[Records taken from a collection]
* Begin *

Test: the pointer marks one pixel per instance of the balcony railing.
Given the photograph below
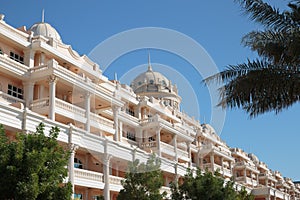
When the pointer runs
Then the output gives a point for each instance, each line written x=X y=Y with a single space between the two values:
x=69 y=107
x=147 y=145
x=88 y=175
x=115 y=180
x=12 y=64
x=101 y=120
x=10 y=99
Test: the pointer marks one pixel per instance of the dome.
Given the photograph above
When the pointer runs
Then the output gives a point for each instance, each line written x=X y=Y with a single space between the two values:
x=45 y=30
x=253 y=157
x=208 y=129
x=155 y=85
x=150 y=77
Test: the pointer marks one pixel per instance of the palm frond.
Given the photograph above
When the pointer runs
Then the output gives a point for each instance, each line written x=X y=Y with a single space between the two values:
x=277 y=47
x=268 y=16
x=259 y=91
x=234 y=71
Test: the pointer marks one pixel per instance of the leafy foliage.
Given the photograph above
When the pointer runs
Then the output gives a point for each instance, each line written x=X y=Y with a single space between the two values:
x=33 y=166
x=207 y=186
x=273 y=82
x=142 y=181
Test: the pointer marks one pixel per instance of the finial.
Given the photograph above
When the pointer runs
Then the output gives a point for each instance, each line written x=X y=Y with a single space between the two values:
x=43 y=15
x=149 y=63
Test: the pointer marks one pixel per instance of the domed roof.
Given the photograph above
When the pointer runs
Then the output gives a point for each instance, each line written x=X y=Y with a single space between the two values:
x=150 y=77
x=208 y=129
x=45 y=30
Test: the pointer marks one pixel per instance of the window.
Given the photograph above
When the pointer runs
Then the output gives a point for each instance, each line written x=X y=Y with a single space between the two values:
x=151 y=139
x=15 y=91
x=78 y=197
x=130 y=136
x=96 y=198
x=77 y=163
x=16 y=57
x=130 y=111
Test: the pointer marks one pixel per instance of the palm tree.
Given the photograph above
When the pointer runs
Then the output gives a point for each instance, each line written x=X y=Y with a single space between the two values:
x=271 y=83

* End *
* Begin *

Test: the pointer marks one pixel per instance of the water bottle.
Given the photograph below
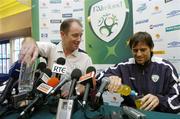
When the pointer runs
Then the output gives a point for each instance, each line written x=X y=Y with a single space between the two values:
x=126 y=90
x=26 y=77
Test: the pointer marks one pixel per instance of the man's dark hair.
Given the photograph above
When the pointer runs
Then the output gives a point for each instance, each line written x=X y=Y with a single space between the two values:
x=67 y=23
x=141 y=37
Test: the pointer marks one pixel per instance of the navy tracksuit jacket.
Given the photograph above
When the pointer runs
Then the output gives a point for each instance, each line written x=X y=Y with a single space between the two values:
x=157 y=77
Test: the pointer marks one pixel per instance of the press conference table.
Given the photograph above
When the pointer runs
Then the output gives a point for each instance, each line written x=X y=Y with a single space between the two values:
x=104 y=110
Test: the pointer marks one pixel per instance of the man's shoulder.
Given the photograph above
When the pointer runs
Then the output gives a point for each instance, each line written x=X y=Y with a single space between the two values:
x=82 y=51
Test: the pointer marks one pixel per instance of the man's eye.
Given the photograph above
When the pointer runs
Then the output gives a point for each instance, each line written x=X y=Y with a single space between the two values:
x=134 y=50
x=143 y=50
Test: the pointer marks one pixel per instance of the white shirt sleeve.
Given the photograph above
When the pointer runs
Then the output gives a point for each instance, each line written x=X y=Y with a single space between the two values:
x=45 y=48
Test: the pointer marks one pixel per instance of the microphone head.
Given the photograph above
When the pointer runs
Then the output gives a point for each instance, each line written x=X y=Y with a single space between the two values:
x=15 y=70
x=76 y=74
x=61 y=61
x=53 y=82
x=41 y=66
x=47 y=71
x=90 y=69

* End *
* Begin *

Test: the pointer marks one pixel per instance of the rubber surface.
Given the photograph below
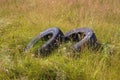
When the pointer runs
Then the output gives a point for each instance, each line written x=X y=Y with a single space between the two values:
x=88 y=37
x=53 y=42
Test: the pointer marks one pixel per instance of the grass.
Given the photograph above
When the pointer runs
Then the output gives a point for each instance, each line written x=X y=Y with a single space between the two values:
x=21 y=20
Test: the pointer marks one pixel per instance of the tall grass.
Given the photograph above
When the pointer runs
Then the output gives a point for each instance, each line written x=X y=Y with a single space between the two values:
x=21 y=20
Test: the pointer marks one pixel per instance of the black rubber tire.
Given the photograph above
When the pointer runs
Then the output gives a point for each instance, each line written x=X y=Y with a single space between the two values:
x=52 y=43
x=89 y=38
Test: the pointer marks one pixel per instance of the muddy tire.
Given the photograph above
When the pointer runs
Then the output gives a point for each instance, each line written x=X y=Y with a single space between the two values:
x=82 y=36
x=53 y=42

* End *

▸ **TO BE DONE**
Pick out each line of the records that contains the word "palm". Case matters.

▸ **RESULT OF THE TASK**
Test: the pointer marks one pixel per instance of the palm frond.
Test: the pointer marks one pixel per instance of the palm tree.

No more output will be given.